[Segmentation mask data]
------------

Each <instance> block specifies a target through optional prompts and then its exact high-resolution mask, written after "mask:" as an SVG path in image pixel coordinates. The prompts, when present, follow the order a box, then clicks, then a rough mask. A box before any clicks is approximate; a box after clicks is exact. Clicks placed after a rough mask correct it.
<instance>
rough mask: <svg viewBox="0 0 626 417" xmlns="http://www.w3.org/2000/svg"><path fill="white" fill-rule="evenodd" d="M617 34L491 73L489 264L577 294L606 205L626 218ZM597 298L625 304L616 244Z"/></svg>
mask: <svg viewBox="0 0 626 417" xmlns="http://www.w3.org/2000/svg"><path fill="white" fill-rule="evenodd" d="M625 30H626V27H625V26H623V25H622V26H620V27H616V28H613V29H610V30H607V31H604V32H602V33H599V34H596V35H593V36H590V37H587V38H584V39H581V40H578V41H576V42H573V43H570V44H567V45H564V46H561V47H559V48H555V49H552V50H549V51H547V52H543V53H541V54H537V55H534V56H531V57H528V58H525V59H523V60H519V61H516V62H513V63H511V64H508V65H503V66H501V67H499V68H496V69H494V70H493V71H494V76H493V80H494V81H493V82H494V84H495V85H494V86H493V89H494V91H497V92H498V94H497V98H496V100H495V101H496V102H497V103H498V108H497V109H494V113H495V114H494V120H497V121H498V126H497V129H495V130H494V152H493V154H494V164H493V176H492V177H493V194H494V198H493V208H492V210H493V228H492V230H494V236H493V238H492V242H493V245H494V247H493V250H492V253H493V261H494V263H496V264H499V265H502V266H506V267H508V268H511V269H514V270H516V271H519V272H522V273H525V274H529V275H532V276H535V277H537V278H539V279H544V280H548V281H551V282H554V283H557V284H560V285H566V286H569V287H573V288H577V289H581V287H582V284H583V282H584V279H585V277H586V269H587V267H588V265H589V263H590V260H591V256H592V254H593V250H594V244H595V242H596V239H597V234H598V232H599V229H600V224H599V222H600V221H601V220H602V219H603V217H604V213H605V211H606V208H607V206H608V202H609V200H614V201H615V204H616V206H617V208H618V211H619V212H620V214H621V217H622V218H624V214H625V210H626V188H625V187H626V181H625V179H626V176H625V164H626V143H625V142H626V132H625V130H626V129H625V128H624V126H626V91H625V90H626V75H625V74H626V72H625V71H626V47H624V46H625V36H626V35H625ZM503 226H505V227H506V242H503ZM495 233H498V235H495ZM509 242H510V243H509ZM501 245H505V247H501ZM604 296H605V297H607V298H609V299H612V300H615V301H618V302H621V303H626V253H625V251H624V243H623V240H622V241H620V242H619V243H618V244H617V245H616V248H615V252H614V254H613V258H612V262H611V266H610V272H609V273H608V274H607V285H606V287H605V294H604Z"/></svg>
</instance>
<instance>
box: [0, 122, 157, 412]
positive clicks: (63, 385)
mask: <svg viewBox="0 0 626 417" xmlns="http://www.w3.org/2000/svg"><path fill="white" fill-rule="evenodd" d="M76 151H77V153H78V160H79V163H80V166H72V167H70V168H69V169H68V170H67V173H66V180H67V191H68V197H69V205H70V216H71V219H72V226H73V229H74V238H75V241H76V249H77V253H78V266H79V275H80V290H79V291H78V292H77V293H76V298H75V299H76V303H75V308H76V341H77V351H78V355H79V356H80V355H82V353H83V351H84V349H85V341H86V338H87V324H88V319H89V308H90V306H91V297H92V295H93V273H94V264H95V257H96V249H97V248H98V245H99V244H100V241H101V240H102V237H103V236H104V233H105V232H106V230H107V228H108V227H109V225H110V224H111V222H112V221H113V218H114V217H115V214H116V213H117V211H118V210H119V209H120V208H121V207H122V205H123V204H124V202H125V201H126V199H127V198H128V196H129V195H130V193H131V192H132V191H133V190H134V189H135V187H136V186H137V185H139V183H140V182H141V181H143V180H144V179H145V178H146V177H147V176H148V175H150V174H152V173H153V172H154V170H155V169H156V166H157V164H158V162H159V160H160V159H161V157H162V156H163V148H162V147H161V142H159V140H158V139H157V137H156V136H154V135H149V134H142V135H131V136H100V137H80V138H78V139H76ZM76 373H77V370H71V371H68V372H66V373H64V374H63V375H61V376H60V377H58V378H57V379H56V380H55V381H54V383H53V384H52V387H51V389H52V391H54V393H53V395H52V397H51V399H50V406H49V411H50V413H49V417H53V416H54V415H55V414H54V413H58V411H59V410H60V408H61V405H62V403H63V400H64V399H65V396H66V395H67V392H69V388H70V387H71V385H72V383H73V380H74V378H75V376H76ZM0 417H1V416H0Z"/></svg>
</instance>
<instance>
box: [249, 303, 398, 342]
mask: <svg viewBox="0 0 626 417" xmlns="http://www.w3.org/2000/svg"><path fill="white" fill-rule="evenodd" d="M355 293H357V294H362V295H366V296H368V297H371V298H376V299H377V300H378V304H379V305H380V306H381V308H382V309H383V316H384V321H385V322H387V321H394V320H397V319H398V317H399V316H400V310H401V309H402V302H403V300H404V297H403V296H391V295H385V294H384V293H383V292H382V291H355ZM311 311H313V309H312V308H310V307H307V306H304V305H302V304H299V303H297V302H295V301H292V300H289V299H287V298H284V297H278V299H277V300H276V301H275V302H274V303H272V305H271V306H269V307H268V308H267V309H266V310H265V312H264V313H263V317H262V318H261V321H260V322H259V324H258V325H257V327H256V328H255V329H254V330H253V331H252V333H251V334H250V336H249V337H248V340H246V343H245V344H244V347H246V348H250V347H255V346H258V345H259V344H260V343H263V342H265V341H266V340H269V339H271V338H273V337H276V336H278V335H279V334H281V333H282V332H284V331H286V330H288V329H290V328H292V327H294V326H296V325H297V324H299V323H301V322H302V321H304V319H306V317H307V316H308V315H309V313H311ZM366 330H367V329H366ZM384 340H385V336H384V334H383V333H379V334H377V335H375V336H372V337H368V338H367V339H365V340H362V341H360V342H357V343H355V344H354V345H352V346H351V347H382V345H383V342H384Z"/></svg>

------------

WHAT THE TASK REQUIRES:
Your task is to reproduce all of the records exactly.

RESPONSE AREA:
Each <instance> block specifies a target through optional prompts and then its exact high-resolution mask, written after "mask:" as an SVG path in image pixel coordinates. The prompts, when present, follow the order a box, then clicks, then a rough mask. A box before any clicks is approximate; a box after clicks is exact. Clicks placed after a rough mask correct it.
<instance>
rough mask: <svg viewBox="0 0 626 417" xmlns="http://www.w3.org/2000/svg"><path fill="white" fill-rule="evenodd" d="M617 34L491 73L489 264L577 294L606 205L626 218ZM597 298L625 304L616 244Z"/></svg>
mask: <svg viewBox="0 0 626 417" xmlns="http://www.w3.org/2000/svg"><path fill="white" fill-rule="evenodd" d="M625 30H626V27H625V26H623V25H622V26H620V27H616V28H613V29H610V30H607V31H604V32H602V33H599V34H596V35H593V36H590V37H587V38H584V39H581V40H578V41H576V42H573V43H570V44H567V45H564V46H561V47H559V48H555V49H552V50H549V51H547V52H543V53H541V54H537V55H534V56H531V57H528V58H525V59H523V60H519V61H516V62H513V63H511V64H508V65H503V66H501V67H499V68H496V69H494V70H493V71H494V76H493V80H494V81H493V82H494V84H495V85H494V86H493V89H494V91H497V92H498V94H497V98H496V100H495V101H496V102H497V103H498V108H497V109H494V113H495V114H494V120H497V121H498V126H497V129H495V130H494V152H493V154H494V164H493V176H492V177H493V194H494V198H493V208H492V210H493V228H492V230H494V236H493V238H492V242H493V245H494V247H493V250H492V253H493V261H494V263H496V264H499V265H502V266H506V267H508V268H511V269H514V270H516V271H519V272H522V273H525V274H529V275H532V276H535V277H537V278H539V279H544V280H548V281H551V282H554V283H557V284H560V285H566V286H569V287H573V288H577V289H581V287H582V284H583V282H584V279H585V277H586V269H587V267H588V265H589V263H590V260H591V256H592V254H593V250H594V244H595V242H596V239H597V234H598V232H599V229H600V224H599V222H600V221H601V220H602V219H603V217H604V213H605V211H606V208H607V206H608V202H609V200H614V201H615V204H616V206H617V208H618V211H619V212H620V214H621V217H622V218H624V214H625V210H626V188H625V187H626V181H625V179H626V176H625V164H626V143H625V142H626V132H625V130H626V129H625V128H624V126H626V91H625V90H626V75H625V74H626V72H625V71H626V47H624V46H625V36H626V35H625ZM503 226H505V227H506V242H503ZM495 233H498V235H495ZM509 242H510V243H509ZM501 245H505V247H501ZM604 296H605V297H607V298H609V299H612V300H615V301H618V302H621V303H626V253H625V251H624V243H623V240H622V241H620V242H619V243H618V244H617V245H616V248H615V252H614V254H613V258H612V262H611V266H610V272H609V273H608V274H607V285H606V287H605V294H604Z"/></svg>
</instance>
<instance>
box: [0, 122, 157, 412]
positive clicks: (63, 385)
mask: <svg viewBox="0 0 626 417" xmlns="http://www.w3.org/2000/svg"><path fill="white" fill-rule="evenodd" d="M76 151H77V153H78V160H79V163H80V166H72V167H70V168H69V169H68V170H67V173H66V180H67V191H68V197H69V205H70V216H71V219H72V226H73V229H74V238H75V241H76V249H77V253H78V266H79V275H80V290H79V291H78V292H77V293H76V298H75V299H76V303H75V308H76V341H77V351H78V355H79V356H80V355H82V353H83V351H84V349H85V341H86V338H87V324H88V319H89V308H90V306H91V297H92V295H93V273H94V264H95V257H96V249H97V248H98V245H99V244H100V241H101V240H102V237H103V236H104V233H105V232H106V230H107V228H108V227H109V225H110V224H111V222H112V221H113V218H114V217H115V214H116V213H117V211H118V210H119V209H120V208H121V207H122V205H123V204H124V202H125V201H126V199H127V198H128V196H129V195H130V193H131V192H132V191H133V190H134V189H135V187H136V186H137V185H139V183H140V182H141V181H143V180H144V179H145V178H146V177H147V176H148V175H150V174H152V173H153V172H154V170H155V169H156V166H157V164H158V162H159V160H160V159H161V157H162V156H163V148H162V147H161V142H159V140H158V139H157V137H156V136H154V135H149V134H142V135H131V136H100V137H80V138H78V139H76ZM76 373H77V370H71V371H68V372H66V373H64V374H63V375H61V376H60V377H58V378H57V379H56V380H55V381H54V383H53V384H52V387H51V389H52V391H54V393H53V395H52V397H51V399H50V406H49V411H50V413H49V417H53V416H54V415H55V414H54V413H58V411H59V410H60V408H61V405H62V403H63V400H64V399H65V396H66V395H67V392H69V388H70V387H71V385H72V383H73V380H74V378H75V376H76ZM0 417H1V416H0Z"/></svg>
</instance>
<instance>
box: [249, 303, 398, 342]
mask: <svg viewBox="0 0 626 417" xmlns="http://www.w3.org/2000/svg"><path fill="white" fill-rule="evenodd" d="M355 293H357V294H362V295H366V296H368V297H371V298H376V299H377V300H378V304H379V305H380V306H381V308H382V309H383V316H384V321H385V322H387V321H394V320H397V319H398V317H399V316H400V310H401V309H402V302H403V300H404V297H403V296H391V295H385V294H384V293H383V292H382V291H355ZM311 311H313V309H312V308H310V307H307V306H304V305H302V304H299V303H297V302H295V301H292V300H289V299H287V298H284V297H278V299H277V300H276V301H275V302H274V303H272V305H271V306H269V307H268V308H267V309H266V310H265V312H264V313H263V317H262V318H261V321H260V322H259V324H258V325H257V327H256V328H255V329H254V330H253V331H252V333H251V334H250V336H249V337H248V340H246V343H245V344H244V347H246V348H250V347H255V346H258V345H259V344H260V343H263V342H265V341H266V340H269V339H271V338H273V337H276V336H278V335H279V334H281V333H282V332H284V331H286V330H288V329H290V328H292V327H294V326H296V325H297V324H299V323H301V322H302V321H304V319H306V317H307V316H308V315H309V313H311ZM366 330H367V329H366ZM384 340H385V336H384V334H383V333H379V334H377V335H375V336H372V337H368V338H367V339H365V340H362V341H360V342H357V343H355V344H354V345H352V346H351V347H382V345H383V342H384Z"/></svg>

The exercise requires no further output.